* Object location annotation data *
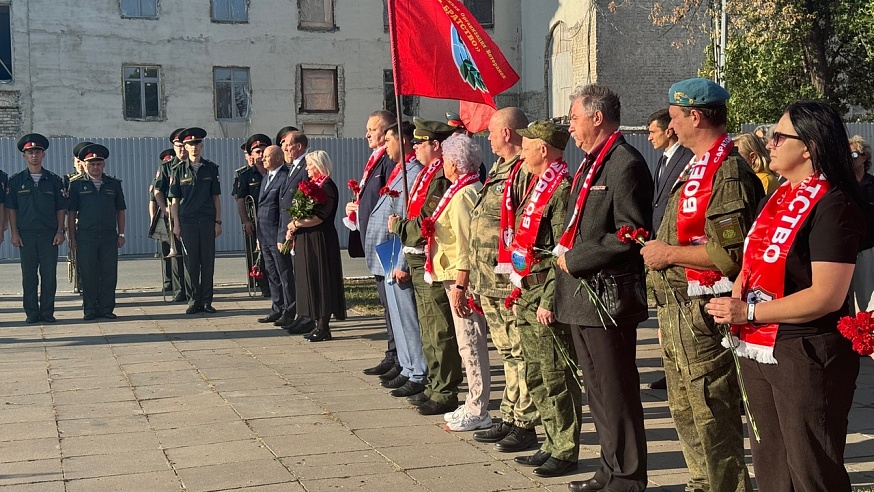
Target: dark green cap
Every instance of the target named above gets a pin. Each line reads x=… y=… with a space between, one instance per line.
x=554 y=135
x=427 y=130
x=698 y=92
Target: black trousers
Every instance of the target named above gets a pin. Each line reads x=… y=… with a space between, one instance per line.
x=198 y=239
x=391 y=352
x=607 y=359
x=801 y=406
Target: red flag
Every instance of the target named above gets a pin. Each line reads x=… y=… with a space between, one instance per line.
x=475 y=116
x=440 y=50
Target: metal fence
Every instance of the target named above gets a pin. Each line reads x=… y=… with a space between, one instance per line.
x=135 y=161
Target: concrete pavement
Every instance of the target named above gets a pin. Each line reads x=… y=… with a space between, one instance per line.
x=160 y=401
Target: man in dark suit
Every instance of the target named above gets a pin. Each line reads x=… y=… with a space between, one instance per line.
x=276 y=265
x=612 y=188
x=294 y=147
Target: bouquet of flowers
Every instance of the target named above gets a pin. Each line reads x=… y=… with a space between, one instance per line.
x=308 y=198
x=860 y=331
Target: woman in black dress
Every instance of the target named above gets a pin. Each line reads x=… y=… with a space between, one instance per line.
x=317 y=269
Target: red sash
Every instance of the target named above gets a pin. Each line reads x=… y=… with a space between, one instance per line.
x=351 y=221
x=764 y=264
x=692 y=215
x=523 y=256
x=419 y=191
x=570 y=233
x=430 y=223
x=508 y=222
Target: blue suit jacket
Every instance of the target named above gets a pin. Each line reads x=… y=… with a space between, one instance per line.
x=286 y=195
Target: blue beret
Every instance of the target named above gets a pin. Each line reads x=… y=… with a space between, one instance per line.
x=697 y=93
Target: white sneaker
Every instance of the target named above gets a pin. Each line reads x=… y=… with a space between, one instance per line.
x=470 y=422
x=454 y=415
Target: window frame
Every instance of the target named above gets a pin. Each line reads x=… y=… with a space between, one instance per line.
x=233 y=84
x=140 y=15
x=229 y=20
x=142 y=80
x=329 y=24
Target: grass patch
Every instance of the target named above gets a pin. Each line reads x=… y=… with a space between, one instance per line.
x=361 y=296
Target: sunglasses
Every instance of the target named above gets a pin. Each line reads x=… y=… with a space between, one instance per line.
x=778 y=138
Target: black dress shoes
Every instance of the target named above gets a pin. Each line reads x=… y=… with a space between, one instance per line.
x=495 y=434
x=392 y=373
x=518 y=439
x=431 y=407
x=555 y=467
x=409 y=388
x=383 y=367
x=536 y=459
x=417 y=399
x=270 y=318
x=585 y=486
x=395 y=383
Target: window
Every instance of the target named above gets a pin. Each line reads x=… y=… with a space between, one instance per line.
x=318 y=87
x=316 y=14
x=230 y=10
x=410 y=103
x=142 y=93
x=139 y=8
x=232 y=94
x=5 y=45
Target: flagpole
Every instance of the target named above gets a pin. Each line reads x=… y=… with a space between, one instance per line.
x=396 y=75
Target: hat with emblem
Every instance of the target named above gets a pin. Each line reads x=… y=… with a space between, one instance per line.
x=33 y=141
x=79 y=146
x=93 y=152
x=192 y=135
x=698 y=92
x=174 y=137
x=431 y=130
x=554 y=135
x=285 y=131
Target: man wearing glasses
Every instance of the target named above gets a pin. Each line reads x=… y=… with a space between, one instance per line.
x=709 y=212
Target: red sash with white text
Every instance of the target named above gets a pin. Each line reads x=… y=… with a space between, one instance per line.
x=764 y=265
x=429 y=224
x=694 y=198
x=570 y=233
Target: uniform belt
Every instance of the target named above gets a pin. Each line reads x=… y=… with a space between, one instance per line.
x=534 y=279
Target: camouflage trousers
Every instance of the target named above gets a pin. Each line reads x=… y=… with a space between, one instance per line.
x=552 y=384
x=516 y=405
x=704 y=398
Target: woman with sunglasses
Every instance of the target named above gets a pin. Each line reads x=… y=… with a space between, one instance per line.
x=799 y=372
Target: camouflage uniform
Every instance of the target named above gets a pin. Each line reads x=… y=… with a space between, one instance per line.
x=703 y=392
x=548 y=350
x=435 y=314
x=516 y=405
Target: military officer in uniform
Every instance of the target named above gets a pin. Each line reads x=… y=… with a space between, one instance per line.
x=518 y=413
x=96 y=227
x=435 y=316
x=37 y=208
x=197 y=218
x=248 y=183
x=708 y=214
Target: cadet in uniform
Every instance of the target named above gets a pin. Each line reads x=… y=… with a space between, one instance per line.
x=96 y=228
x=518 y=413
x=37 y=207
x=709 y=212
x=435 y=316
x=197 y=218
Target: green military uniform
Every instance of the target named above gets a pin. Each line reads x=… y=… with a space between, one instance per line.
x=703 y=393
x=36 y=207
x=516 y=406
x=548 y=350
x=96 y=205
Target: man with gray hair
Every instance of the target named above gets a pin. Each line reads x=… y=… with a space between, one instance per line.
x=612 y=188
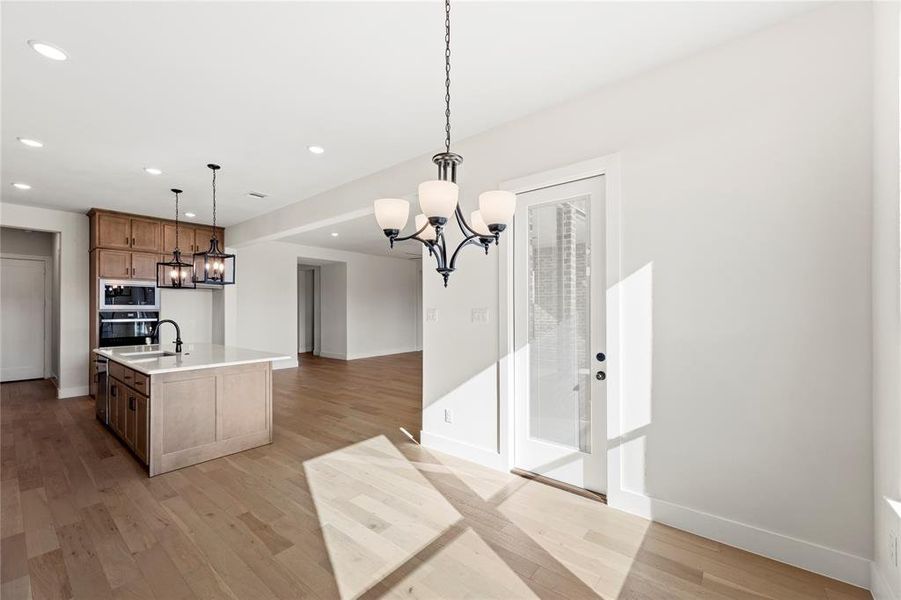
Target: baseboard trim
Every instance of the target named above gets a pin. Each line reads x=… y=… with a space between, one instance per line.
x=477 y=454
x=71 y=392
x=879 y=586
x=800 y=553
x=287 y=363
x=404 y=350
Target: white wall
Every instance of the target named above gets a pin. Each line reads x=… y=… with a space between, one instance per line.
x=746 y=181
x=367 y=301
x=305 y=309
x=26 y=242
x=74 y=289
x=886 y=301
x=194 y=312
x=333 y=313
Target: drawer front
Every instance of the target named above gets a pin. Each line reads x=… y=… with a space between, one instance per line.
x=122 y=373
x=141 y=383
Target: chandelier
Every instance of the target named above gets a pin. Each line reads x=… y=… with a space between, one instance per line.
x=438 y=200
x=214 y=267
x=175 y=273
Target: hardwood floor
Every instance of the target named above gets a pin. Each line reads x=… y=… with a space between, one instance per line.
x=342 y=504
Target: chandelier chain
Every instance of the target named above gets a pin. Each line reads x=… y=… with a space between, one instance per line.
x=176 y=221
x=214 y=203
x=447 y=75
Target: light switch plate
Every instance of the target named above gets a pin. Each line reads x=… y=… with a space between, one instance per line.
x=479 y=315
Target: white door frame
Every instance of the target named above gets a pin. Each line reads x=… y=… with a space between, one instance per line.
x=609 y=167
x=48 y=305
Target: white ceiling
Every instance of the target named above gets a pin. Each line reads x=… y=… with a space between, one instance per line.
x=357 y=235
x=250 y=85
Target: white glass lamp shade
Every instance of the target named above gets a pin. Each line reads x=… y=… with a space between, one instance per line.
x=392 y=213
x=429 y=233
x=497 y=207
x=478 y=223
x=438 y=198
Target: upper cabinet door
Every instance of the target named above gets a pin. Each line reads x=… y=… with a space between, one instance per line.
x=113 y=264
x=143 y=266
x=113 y=231
x=146 y=235
x=185 y=239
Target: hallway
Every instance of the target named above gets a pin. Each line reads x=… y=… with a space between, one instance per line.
x=342 y=504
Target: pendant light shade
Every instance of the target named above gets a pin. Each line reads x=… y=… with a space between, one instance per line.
x=392 y=213
x=214 y=267
x=497 y=207
x=175 y=273
x=438 y=200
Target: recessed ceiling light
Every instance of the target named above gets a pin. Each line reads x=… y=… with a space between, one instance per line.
x=47 y=50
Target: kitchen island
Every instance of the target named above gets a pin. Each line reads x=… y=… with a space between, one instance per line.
x=175 y=410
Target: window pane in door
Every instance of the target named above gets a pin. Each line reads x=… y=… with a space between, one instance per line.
x=559 y=360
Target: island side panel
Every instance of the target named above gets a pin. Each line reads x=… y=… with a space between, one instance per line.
x=203 y=414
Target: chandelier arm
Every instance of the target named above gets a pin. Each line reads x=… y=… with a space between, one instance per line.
x=461 y=222
x=412 y=236
x=472 y=239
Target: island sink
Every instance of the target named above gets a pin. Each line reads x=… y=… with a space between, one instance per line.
x=174 y=410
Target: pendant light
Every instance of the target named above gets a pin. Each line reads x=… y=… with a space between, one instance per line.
x=439 y=199
x=175 y=273
x=214 y=267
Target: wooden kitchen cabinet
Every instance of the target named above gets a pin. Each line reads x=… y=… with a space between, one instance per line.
x=142 y=423
x=113 y=264
x=185 y=240
x=143 y=266
x=146 y=235
x=112 y=231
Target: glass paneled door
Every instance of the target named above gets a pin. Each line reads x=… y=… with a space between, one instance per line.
x=559 y=333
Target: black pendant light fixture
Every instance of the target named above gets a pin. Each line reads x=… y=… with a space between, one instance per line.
x=214 y=267
x=175 y=273
x=438 y=199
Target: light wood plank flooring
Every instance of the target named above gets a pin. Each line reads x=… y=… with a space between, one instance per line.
x=342 y=504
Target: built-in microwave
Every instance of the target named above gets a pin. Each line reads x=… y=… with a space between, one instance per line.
x=128 y=294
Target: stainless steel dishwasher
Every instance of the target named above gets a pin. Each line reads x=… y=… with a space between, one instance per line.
x=101 y=397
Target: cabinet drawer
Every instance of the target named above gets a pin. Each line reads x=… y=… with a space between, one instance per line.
x=122 y=373
x=141 y=383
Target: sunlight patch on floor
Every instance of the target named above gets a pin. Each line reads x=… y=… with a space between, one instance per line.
x=594 y=542
x=469 y=567
x=376 y=510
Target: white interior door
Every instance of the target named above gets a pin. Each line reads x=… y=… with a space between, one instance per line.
x=559 y=329
x=22 y=331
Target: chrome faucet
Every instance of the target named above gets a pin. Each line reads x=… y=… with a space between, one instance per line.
x=155 y=333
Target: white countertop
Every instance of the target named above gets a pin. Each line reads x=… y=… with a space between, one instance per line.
x=149 y=360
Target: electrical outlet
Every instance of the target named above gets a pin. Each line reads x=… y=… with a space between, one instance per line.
x=893 y=548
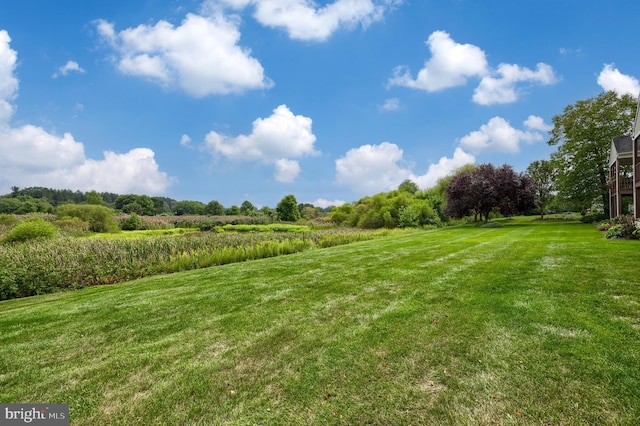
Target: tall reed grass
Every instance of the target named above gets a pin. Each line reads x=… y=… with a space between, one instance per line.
x=65 y=263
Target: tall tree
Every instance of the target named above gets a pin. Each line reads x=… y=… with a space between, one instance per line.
x=94 y=198
x=409 y=186
x=583 y=134
x=486 y=188
x=287 y=209
x=543 y=174
x=214 y=208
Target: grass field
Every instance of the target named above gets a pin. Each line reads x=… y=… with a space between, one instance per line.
x=532 y=323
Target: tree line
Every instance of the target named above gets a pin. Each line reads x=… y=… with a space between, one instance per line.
x=574 y=178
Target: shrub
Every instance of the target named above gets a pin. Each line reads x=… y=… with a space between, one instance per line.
x=31 y=229
x=593 y=217
x=100 y=218
x=491 y=225
x=72 y=225
x=8 y=220
x=623 y=227
x=132 y=223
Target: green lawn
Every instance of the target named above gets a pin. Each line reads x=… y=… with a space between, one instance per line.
x=533 y=323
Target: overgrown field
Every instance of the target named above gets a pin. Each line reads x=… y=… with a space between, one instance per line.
x=46 y=266
x=532 y=323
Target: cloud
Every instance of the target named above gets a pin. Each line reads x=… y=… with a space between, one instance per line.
x=501 y=87
x=611 y=78
x=453 y=64
x=31 y=156
x=392 y=104
x=534 y=122
x=302 y=20
x=376 y=168
x=273 y=140
x=70 y=66
x=372 y=168
x=35 y=157
x=444 y=167
x=499 y=136
x=185 y=140
x=286 y=170
x=201 y=56
x=323 y=204
x=8 y=81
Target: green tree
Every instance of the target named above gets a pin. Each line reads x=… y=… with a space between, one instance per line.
x=543 y=174
x=214 y=208
x=247 y=208
x=100 y=218
x=31 y=229
x=94 y=198
x=287 y=209
x=583 y=135
x=188 y=207
x=409 y=186
x=233 y=211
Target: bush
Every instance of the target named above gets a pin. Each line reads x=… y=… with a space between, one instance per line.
x=593 y=217
x=72 y=225
x=491 y=224
x=132 y=223
x=31 y=229
x=100 y=218
x=623 y=227
x=8 y=220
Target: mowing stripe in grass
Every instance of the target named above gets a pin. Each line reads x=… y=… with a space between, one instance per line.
x=453 y=326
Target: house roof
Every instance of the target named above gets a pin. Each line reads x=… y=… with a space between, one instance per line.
x=636 y=122
x=622 y=144
x=621 y=147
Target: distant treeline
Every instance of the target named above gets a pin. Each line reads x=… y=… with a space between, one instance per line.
x=46 y=200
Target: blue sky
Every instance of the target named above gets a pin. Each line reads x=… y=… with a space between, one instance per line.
x=235 y=100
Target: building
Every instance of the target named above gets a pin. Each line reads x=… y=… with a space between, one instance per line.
x=624 y=172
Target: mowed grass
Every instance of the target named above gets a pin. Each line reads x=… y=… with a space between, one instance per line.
x=533 y=323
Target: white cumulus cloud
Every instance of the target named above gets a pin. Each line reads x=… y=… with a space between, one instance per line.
x=371 y=169
x=185 y=140
x=201 y=56
x=444 y=167
x=8 y=81
x=273 y=140
x=392 y=104
x=499 y=136
x=450 y=65
x=323 y=203
x=453 y=64
x=32 y=156
x=501 y=87
x=303 y=20
x=286 y=170
x=70 y=66
x=611 y=78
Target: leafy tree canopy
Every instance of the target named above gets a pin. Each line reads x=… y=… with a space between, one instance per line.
x=287 y=209
x=543 y=174
x=583 y=135
x=485 y=188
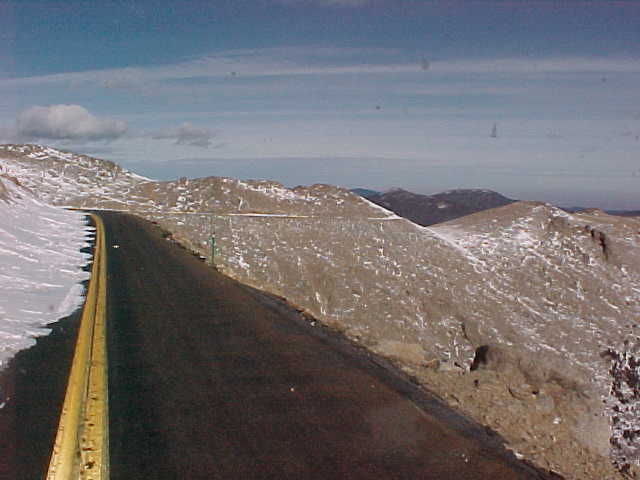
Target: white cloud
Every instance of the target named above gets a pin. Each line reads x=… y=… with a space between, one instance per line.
x=66 y=122
x=187 y=134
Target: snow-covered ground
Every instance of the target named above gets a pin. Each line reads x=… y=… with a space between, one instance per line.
x=40 y=266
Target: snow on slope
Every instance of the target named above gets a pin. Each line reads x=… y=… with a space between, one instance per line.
x=64 y=178
x=554 y=297
x=41 y=274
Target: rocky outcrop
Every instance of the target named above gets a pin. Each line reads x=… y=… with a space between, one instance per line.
x=505 y=313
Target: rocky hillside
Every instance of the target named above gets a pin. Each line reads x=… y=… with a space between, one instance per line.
x=440 y=207
x=524 y=316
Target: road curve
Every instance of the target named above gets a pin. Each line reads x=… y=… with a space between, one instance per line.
x=209 y=379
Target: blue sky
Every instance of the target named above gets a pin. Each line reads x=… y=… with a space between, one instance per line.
x=371 y=93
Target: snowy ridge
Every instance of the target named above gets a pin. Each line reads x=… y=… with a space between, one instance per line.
x=40 y=280
x=553 y=298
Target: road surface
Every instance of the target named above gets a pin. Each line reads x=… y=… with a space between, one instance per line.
x=212 y=380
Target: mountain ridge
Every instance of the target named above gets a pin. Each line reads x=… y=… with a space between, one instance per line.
x=543 y=293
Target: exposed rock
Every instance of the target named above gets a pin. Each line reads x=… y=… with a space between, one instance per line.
x=505 y=313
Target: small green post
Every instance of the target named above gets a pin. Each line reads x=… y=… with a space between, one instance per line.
x=212 y=245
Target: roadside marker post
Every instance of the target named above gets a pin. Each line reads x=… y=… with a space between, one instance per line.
x=212 y=250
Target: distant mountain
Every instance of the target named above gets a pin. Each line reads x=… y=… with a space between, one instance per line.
x=523 y=316
x=624 y=213
x=441 y=207
x=364 y=192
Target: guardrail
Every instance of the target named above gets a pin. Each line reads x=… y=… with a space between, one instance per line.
x=81 y=448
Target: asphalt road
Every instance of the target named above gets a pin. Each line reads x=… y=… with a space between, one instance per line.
x=210 y=379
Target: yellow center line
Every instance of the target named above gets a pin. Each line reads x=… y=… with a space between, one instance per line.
x=81 y=448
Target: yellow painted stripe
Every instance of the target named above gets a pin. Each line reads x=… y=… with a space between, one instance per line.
x=81 y=448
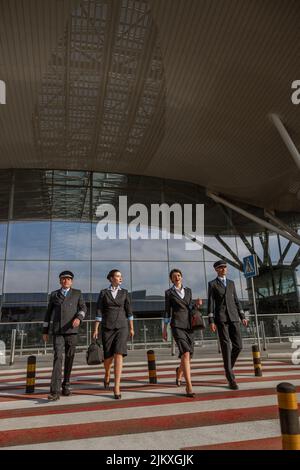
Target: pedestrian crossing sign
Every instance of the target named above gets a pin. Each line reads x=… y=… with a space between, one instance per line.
x=250 y=266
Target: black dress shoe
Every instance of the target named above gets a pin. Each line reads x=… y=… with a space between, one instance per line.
x=233 y=385
x=190 y=395
x=106 y=384
x=53 y=396
x=178 y=381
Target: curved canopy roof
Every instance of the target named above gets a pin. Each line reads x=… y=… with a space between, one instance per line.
x=179 y=89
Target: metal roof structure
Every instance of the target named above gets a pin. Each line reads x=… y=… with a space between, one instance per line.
x=179 y=89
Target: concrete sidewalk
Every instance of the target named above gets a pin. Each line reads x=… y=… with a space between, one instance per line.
x=208 y=352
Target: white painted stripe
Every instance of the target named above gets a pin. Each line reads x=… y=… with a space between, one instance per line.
x=144 y=371
x=212 y=361
x=134 y=394
x=135 y=413
x=169 y=440
x=197 y=378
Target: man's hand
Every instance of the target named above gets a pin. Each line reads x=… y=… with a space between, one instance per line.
x=95 y=334
x=76 y=323
x=165 y=333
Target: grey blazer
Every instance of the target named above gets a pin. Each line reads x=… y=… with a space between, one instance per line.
x=114 y=312
x=223 y=303
x=178 y=309
x=63 y=310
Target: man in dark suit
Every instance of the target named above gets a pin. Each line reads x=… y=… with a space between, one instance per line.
x=67 y=309
x=224 y=314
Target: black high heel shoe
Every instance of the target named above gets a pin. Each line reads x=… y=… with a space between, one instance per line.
x=178 y=381
x=117 y=396
x=190 y=394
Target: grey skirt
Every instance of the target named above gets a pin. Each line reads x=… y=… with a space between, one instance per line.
x=184 y=339
x=114 y=341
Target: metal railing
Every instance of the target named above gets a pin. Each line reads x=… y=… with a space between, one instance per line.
x=25 y=338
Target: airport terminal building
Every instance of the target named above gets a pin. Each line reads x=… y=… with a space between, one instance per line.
x=160 y=102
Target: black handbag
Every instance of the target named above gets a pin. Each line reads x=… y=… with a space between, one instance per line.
x=197 y=321
x=94 y=354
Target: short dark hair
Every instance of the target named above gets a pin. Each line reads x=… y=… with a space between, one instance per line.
x=174 y=271
x=112 y=273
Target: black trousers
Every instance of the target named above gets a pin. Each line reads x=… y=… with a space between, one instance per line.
x=231 y=345
x=61 y=344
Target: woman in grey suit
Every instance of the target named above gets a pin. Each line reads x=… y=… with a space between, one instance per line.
x=178 y=304
x=114 y=313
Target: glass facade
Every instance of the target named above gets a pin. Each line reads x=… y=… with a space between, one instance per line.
x=48 y=223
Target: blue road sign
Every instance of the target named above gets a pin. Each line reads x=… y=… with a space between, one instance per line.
x=250 y=266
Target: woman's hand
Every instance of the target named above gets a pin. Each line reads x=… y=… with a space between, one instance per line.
x=165 y=333
x=95 y=334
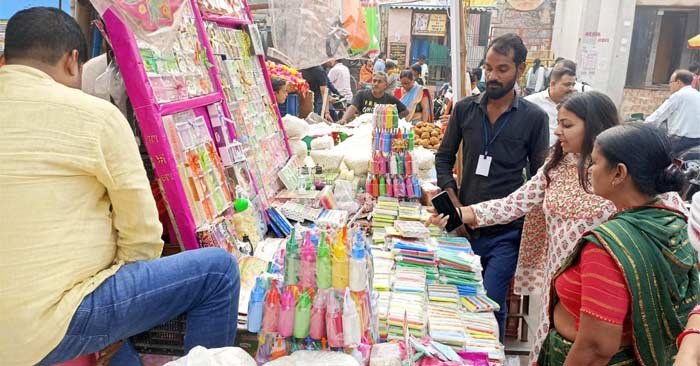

* Requirement *
Pick out each line in the rows above that contains the word "cloud", and copy those lines.

* Task answer *
Target: cloud
Target: white cumulus cloud
Target: white cloud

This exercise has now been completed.